*Collected data entries*:
* * * * * * *

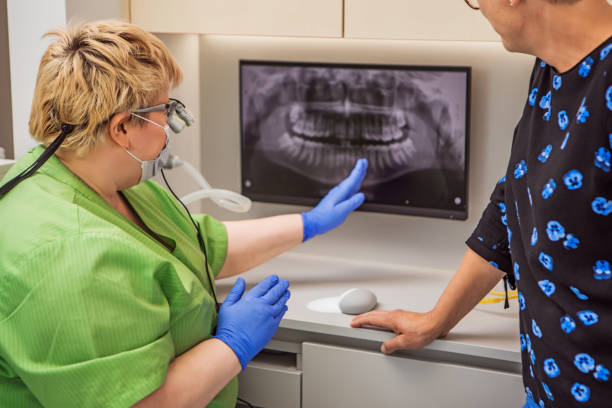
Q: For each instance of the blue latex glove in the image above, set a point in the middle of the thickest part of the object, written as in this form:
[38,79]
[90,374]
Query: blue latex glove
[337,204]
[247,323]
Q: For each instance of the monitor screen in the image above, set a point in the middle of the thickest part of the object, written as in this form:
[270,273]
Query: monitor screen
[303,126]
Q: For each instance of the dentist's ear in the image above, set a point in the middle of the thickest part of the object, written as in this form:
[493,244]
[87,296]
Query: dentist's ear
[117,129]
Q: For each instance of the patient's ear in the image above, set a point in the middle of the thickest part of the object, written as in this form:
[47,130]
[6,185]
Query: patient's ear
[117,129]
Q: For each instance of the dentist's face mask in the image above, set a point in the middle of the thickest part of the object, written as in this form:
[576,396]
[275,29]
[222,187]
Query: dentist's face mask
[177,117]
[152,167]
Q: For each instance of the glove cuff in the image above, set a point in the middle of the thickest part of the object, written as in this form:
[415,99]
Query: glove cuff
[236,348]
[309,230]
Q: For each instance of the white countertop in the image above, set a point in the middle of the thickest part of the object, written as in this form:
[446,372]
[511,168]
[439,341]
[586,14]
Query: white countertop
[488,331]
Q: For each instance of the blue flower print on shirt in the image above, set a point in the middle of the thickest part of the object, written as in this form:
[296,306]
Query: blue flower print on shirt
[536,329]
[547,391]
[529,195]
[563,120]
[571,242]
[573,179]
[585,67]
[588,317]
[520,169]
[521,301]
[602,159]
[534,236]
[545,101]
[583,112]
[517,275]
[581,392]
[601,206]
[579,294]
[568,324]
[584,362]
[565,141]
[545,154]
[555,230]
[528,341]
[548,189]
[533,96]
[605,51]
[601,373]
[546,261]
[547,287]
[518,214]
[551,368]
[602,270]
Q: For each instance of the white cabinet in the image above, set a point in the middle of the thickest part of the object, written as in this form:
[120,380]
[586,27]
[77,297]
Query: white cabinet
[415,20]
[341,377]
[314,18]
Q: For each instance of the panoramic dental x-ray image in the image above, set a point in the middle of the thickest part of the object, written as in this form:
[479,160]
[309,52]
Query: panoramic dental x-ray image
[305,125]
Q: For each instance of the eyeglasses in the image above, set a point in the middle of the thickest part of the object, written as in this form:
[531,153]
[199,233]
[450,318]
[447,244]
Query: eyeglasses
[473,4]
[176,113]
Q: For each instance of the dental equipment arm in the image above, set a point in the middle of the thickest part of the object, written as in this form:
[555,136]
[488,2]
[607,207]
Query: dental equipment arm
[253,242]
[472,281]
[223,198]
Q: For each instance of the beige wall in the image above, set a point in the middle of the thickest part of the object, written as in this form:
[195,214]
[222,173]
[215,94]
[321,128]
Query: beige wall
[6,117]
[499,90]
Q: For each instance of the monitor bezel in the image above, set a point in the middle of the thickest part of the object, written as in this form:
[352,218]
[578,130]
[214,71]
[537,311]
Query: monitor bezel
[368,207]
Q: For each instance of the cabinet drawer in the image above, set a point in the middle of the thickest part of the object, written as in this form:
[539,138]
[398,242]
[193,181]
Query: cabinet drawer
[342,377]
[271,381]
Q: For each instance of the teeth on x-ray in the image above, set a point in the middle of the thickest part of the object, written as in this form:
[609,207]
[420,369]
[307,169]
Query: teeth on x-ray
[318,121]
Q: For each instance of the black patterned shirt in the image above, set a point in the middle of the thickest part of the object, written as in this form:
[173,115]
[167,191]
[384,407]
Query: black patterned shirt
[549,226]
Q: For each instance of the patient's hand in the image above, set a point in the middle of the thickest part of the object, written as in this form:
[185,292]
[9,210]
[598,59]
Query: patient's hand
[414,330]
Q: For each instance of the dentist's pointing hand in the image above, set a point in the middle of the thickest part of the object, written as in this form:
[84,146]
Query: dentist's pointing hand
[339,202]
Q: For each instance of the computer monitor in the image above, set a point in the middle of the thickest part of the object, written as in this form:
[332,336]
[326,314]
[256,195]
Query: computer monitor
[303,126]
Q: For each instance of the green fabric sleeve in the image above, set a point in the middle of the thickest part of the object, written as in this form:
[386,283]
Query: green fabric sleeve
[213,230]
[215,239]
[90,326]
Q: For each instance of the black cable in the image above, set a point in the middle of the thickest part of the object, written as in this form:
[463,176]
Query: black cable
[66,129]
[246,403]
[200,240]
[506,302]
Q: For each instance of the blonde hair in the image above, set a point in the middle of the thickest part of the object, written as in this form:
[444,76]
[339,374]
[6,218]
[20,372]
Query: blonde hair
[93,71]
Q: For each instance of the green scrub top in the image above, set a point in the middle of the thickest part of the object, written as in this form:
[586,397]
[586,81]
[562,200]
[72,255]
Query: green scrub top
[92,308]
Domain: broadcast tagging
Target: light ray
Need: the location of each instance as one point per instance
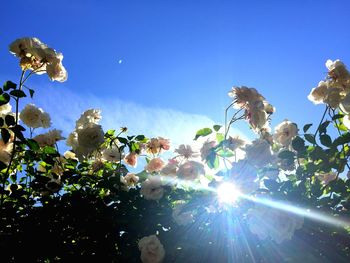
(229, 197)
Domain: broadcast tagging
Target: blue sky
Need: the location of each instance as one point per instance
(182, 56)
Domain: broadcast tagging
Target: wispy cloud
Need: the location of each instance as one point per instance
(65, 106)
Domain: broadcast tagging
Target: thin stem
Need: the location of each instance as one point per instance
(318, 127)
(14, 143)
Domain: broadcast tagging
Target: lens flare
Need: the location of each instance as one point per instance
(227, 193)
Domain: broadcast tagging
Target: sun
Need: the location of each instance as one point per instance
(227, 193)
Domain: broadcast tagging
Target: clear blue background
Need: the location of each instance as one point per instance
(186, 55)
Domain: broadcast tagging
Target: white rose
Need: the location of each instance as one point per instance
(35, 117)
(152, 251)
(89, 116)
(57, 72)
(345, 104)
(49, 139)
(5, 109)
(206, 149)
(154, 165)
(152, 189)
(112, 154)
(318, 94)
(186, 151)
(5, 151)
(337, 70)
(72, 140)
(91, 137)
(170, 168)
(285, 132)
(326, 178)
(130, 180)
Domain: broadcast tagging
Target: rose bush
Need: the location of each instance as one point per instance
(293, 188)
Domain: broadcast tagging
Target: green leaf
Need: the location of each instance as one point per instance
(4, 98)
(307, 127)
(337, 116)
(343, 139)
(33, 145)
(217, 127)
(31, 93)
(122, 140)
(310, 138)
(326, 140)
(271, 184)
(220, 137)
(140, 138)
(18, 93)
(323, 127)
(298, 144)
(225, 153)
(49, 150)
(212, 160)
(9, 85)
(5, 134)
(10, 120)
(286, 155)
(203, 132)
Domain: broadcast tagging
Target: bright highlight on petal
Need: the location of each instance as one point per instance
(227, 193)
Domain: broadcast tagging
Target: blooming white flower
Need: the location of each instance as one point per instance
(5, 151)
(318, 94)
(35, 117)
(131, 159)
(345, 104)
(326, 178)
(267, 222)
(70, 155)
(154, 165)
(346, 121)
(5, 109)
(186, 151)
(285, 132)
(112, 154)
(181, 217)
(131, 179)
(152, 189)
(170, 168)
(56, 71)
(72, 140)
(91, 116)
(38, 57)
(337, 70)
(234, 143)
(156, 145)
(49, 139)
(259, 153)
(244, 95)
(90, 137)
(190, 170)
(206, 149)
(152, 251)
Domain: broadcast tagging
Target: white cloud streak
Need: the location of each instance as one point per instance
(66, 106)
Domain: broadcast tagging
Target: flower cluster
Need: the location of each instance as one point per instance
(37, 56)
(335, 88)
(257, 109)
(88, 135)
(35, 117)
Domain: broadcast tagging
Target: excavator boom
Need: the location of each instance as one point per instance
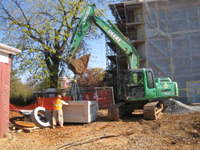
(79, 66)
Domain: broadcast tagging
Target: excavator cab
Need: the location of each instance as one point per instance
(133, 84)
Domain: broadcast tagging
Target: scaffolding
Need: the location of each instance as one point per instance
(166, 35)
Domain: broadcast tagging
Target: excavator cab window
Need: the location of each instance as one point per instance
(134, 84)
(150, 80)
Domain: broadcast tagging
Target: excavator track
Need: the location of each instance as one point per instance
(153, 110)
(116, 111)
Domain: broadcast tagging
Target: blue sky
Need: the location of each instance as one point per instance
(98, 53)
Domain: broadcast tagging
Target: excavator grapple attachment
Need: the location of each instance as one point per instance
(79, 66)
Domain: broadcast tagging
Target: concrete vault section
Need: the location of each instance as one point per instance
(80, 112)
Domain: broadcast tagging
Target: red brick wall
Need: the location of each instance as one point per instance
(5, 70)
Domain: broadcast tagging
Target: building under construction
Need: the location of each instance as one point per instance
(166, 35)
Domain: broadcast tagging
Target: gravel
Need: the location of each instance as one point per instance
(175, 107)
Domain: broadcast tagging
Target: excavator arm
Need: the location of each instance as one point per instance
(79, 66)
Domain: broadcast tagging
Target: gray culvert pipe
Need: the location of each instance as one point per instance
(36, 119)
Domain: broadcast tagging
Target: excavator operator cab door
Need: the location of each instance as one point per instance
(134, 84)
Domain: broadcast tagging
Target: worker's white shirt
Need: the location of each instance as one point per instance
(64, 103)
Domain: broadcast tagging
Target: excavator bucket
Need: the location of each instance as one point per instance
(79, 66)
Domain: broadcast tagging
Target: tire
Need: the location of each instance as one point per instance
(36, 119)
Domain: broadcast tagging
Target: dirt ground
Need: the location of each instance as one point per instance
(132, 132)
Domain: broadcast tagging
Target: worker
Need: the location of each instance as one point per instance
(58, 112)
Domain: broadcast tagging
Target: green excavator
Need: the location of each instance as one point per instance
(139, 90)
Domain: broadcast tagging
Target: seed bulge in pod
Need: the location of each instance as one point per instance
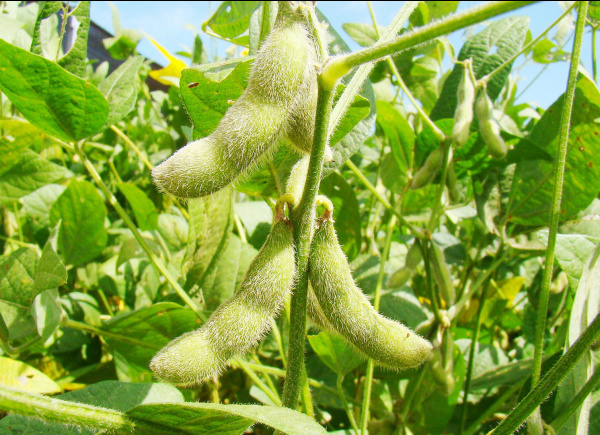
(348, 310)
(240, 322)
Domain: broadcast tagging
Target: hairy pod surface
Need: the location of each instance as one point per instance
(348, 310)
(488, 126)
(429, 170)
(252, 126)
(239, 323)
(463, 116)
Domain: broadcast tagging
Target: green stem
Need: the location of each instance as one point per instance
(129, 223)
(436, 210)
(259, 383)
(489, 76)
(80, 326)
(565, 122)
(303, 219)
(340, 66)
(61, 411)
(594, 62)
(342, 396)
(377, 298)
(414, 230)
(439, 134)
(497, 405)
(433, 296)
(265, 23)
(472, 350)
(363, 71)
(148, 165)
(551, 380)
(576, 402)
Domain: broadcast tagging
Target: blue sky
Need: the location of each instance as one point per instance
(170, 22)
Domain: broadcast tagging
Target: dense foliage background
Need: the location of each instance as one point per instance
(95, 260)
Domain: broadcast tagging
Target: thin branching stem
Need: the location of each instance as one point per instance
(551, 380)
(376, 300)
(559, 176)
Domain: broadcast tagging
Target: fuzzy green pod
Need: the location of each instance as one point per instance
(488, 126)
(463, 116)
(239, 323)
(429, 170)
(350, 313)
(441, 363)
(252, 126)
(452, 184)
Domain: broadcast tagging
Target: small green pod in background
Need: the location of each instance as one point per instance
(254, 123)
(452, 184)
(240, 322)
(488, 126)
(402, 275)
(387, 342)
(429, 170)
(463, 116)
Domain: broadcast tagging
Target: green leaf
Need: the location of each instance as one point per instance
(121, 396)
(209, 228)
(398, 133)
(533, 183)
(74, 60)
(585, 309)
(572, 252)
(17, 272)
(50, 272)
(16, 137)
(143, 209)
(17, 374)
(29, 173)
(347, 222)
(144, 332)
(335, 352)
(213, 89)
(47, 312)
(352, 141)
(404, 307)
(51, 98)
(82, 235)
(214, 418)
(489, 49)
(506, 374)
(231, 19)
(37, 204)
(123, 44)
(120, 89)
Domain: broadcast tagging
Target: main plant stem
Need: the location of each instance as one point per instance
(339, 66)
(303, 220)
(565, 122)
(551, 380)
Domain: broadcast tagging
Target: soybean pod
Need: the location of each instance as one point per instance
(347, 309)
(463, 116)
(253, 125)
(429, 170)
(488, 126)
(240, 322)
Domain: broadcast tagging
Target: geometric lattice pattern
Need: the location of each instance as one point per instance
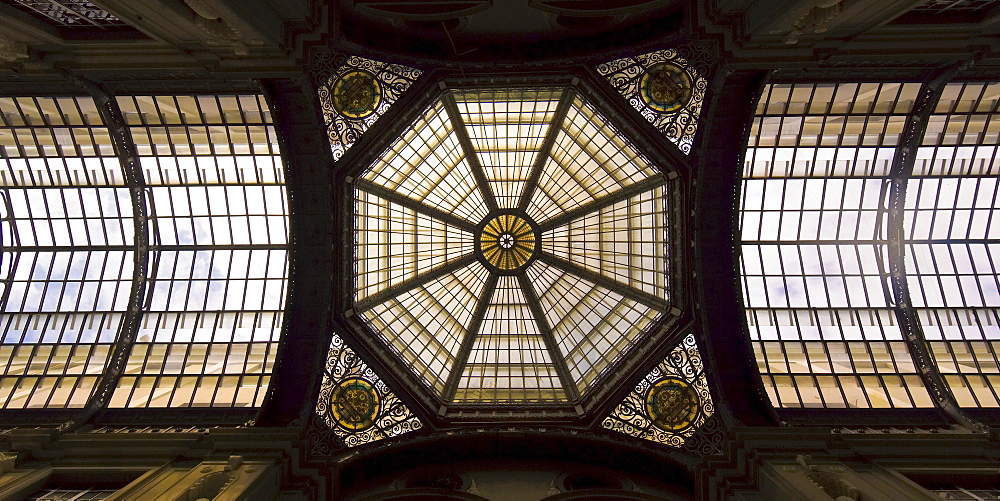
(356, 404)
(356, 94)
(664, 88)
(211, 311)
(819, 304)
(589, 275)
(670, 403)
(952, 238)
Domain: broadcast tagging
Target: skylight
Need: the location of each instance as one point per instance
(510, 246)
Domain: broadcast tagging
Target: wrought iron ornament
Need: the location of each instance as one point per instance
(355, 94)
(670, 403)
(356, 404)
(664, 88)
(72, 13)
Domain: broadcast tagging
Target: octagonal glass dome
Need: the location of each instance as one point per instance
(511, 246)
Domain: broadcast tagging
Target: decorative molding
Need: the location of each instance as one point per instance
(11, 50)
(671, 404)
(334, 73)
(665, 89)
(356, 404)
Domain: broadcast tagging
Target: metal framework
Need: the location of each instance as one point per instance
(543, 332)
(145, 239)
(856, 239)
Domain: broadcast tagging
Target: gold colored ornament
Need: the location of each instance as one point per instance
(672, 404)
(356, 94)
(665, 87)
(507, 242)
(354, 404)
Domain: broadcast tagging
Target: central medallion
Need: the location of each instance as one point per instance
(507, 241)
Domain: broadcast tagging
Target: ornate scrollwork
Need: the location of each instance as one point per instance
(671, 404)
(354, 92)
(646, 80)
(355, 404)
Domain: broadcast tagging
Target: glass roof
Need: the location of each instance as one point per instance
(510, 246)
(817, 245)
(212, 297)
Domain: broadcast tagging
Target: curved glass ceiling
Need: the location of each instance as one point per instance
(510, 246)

* * * * * * *

*TASK TO COMPLETE*:
Pick out each line of the records that includes the word "black".

*RESPONSE TO THIS TASK*:
Q: For each instance of the black patterned shirt in the image above, set a point in the middle of the thickest part of the object, written as in this form:
Query: black patterned shirt
Q: For each instance of the black cable in the image above, set a point in the middle of the thickest part of the object, written as in this form:
Query: black cable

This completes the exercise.